◆ **GOAL**
Repeat the records below word for word, starting with the line that contains "Point out the mountain" and continuing through the last line of the records.

# start of INPUT ROWS

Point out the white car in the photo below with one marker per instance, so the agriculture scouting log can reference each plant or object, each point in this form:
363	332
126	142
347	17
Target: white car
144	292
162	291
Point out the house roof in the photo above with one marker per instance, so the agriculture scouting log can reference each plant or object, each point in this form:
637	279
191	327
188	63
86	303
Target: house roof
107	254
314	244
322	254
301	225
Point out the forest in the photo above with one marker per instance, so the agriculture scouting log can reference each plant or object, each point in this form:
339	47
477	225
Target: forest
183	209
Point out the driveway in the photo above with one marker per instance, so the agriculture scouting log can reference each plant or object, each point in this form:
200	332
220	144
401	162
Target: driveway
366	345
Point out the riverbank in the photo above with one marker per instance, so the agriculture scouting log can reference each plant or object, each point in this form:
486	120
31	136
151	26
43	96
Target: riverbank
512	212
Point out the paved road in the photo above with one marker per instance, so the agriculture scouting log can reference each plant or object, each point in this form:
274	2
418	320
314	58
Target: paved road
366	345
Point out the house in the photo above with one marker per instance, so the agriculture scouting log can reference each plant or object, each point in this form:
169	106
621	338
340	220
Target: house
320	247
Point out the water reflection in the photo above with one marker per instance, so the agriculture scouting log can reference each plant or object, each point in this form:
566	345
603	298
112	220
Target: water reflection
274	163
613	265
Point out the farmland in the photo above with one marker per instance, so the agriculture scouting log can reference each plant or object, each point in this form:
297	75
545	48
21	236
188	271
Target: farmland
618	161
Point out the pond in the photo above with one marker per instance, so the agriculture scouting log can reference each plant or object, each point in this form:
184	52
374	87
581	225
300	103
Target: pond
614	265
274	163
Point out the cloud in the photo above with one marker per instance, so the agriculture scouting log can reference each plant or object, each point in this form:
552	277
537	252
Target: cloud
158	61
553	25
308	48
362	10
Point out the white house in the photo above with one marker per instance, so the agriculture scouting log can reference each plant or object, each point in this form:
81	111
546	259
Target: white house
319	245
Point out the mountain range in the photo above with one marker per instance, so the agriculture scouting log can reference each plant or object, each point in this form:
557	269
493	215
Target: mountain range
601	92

# end of INPUT ROWS

◆ **EXPECTED OUTPUT**
Point out the mountain range in the photo above with one marker per instance, so the agriculture scouting log can reference each plant or object, each point in this form:
557	269
493	215
Target: mountain range
601	92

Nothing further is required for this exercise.